** Provided text **
····················

When our Court reviews the dismissal of a complaint after a judgment on the pleadings under Rule 12(c), N.D.R.Civ.P.,
we recognize that a complaint should not be dismissed unless it appears beyond doubt that the plaintiff can prove no set of facts in support of his claim which would entitle him to relief. The court’s inquiry is directed to whether or not the allegations constitute a statement of a claim under Rule 8(a), N.D.R.Civ.P., which sets forth the requirements for pleading a claim and calls for a short and plain statement of the claim showing that the pleader is entitled to relief. The complaint is to be construed in the light most favorable to the plaintiff, and the allegations of the complaint are taken as true. The motion for dismissal of the complaint should be granted only if it is disclosed with certainty the impossibility of proving a claim upon which relief can be granted.
Tibert , 2004 ND 133, ¶ 7, 682 N.W.2d 294 (citation omitted).
A trial court’s decision granting judgment of dismissal for failure to state a claim upon which relief can be granted under Rule 12(b)(vi), N.D.R.Civ.P., will be affirmed by our Court if we cannot “discern a potential for proof to support it.” Vandall v. Trinity Hospitals , 2004 ND 47, ¶ 5, 676 N.W.2d 88 (quoting Towne v. Dinius , 1997 ND 125, ¶ 7, 565 N.W.2d 762).
[¶9] The standards governing summary judgment under N.D.R.Civ.P. 56, while similar to those for judgment on the pleadings, allow a somewhat broader procedure and review:
Summary judgment is a procedural device for promptly resolving a controversy on the merits without a trial if either party is entitled to judgment as a matter of law, and if no dispute exists as to either the material facts or the inferences to be drawn from undisputed facts, or if resolving disputed facts would not alter the result. The party moving for summary judgment must show there are no genuine issues of material fact and the case is appropriate for judgment as a matter of law. A party resisting a motion for summary judgment cannot merely rely on the pleadings or other unsupported conclusory allegations. A resisting party must present competent admissible evidence by affidavit or other comparable means which raises an issue of material fact. A district court’s decision on a motion for summary judgment is a question of law that we review de novo on the record.
Trinity Hosps. v. Mattson , 2006 ND 231, ¶ 10, 723 N.W.2d 684 (citations omitted).
[¶10] Under the circumstances in this case, we find it unnecessary to determine whether the district court’s decision was premised upon Rule 12 or Rule 56. Based upon our review of the substantive issues on the merits, we conclude that, applying either standard of review, the district court erred in dismissing Riverwood’s claims against Standard and Tesoro. (footnote: 0)
III
[¶11] Riverwood contends the district court erred in concluding that its claims for slander of title, right to quiet title, interference with prospective advantage, fraud, and nuisance were barred by res judicata, collateral estoppel, and law of the case.

····················

** Entries provided **
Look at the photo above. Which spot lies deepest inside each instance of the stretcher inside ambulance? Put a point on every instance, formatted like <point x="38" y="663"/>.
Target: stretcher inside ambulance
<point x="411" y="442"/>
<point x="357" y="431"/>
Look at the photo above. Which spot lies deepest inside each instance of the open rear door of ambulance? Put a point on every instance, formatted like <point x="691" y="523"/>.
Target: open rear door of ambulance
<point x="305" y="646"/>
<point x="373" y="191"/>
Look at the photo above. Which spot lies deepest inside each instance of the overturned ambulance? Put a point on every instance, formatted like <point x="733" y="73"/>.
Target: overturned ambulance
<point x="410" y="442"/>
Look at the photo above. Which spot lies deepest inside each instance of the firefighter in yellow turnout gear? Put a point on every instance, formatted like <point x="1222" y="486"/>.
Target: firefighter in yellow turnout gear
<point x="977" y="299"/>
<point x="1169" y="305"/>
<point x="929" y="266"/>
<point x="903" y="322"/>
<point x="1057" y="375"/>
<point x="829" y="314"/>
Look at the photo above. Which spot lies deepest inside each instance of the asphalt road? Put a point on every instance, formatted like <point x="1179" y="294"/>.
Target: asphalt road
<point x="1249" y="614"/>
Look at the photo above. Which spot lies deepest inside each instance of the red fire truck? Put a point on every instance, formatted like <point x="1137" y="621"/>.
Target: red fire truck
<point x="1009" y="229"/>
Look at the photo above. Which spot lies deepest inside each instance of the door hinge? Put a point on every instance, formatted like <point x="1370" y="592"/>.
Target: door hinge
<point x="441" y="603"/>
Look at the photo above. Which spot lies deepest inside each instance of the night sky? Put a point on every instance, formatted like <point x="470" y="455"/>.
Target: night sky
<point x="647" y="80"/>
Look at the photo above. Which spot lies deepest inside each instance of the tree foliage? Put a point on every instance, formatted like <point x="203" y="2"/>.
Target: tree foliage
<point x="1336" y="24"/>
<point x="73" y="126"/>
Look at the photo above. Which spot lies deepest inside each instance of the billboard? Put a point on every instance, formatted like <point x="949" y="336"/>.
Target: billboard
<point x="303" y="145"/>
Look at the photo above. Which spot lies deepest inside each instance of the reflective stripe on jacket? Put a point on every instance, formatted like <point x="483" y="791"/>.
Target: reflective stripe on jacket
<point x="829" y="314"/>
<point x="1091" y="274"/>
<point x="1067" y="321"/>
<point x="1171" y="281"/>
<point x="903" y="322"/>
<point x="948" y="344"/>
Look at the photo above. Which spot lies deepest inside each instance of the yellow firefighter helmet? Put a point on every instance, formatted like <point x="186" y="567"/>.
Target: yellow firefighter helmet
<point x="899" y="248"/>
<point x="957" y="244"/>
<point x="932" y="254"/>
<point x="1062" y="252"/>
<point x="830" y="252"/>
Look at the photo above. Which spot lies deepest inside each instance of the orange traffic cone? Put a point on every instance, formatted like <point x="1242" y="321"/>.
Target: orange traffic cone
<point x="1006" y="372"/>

····················

** Task set **
1. Answer these questions using the court opinion excerpt:
(a) Which rule governs summary judgment?
(b) Which of Riverwood's claims did the district court conclude were barred?
(c) How does the court review a district court's decision on a motion for summary judgment?
2. Can you restate the court opinion excerpt starting at "Trinity Hosps. v." and ending at "Tesoro. (footnote: 0)", switching "unnecessary" to "not necessary"?
The data can be set aside; nothing here depends on it.

** Solutions below **
1.
(a) N.D.R.Civ.P. 56.
(b) Slander of title, right to quiet title, interference with prospective advantage, fraud, and nuisance.
(c) De novo on the record, as a question of law.

2.
Trinity Hosps. v. Mattson , 2006 ND 231, ¶ 10, 723 N.W.2d 684 (citations omitted).
[¶10] Under the circumstances in this case, we find it not necessary to determine whether the district court’s decision was premised upon Rule 12 or Rule 56. Based upon our review of the substantive issues on the merits, we conclude that, applying either standard of review, the district court erred in dismissing Riverwood’s claims against Standard and Tesoro. (footnote: 0)